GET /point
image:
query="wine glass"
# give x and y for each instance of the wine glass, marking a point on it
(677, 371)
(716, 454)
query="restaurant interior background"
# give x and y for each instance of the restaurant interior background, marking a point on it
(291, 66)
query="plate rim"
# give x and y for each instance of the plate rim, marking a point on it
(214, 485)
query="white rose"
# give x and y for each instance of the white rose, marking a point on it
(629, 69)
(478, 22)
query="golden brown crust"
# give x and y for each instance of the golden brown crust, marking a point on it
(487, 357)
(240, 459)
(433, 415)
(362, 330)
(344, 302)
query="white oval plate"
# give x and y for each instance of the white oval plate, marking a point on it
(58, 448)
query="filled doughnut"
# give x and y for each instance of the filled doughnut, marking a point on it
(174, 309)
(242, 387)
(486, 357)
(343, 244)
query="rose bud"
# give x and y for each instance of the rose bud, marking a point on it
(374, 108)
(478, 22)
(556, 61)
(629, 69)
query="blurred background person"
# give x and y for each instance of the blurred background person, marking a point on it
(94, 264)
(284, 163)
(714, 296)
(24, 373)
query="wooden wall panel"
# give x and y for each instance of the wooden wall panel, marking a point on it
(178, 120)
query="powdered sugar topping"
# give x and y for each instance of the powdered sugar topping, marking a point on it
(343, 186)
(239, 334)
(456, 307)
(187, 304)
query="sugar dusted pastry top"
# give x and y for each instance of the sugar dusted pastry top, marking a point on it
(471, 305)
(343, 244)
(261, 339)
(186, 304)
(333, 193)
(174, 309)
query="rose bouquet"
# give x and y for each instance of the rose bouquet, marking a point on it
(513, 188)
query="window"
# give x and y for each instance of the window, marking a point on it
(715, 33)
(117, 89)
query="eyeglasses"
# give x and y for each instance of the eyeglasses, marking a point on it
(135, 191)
_ _ _ _ _
Reproduce the material verbatim, line by line.

> The completed task:
GET /point
image:
query="wine glass"
# give x and y for each instance of the wine glass, marking a point on it
(677, 371)
(716, 454)
query="restaurant interior background"
# give x and y for each instance of the restaurant interior background, marking a point on it
(291, 66)
query="plate rim"
# give x and y for each instance of the plate rim, marking a point on it
(214, 485)
query="white rose"
# give x and y for each instance of the white rose, marking a point on it
(629, 69)
(478, 22)
query="golden brown crust"
# give x and y for each instance of the golden brown crust, marking a point on it
(487, 357)
(240, 459)
(433, 415)
(362, 330)
(344, 302)
query="white oval plate"
# give x and y for each instance of the white oval plate, marking a point on it
(58, 448)
query="filled doughnut"
# give x and y for each instance of the filled doughnut, marking a point on it
(174, 309)
(242, 387)
(486, 357)
(343, 244)
query="rose bud"
# give x and y for each instance of the rose bud, marking a point on it
(374, 108)
(478, 22)
(556, 61)
(629, 69)
query="blurred background person"
# give x and y for each instance of the blurred background person, marking a point on it
(94, 264)
(284, 163)
(714, 296)
(24, 373)
query="wooden wall panel"
# give x and y for each instance of the wooden wall panel, marking a point on it
(178, 120)
query="powdered sugar topping"
# give x and y for each instance of the powdered sugar topping, marking a point on it
(343, 186)
(239, 334)
(456, 307)
(187, 304)
query="sugar dusted pastry top"
# give x and y for each instance of the sugar dusted pastry top, marking a point on it
(471, 305)
(343, 244)
(261, 339)
(186, 304)
(333, 193)
(174, 309)
query="rose bouquet"
# give x and y for each instance of the rose bouquet, marking a point on it
(513, 188)
query="window"
# give x and y for each instance of the window, marking a point on it
(715, 33)
(117, 89)
query="eyeglasses"
# give x and y for each instance of the eyeglasses, marking a point on it
(135, 191)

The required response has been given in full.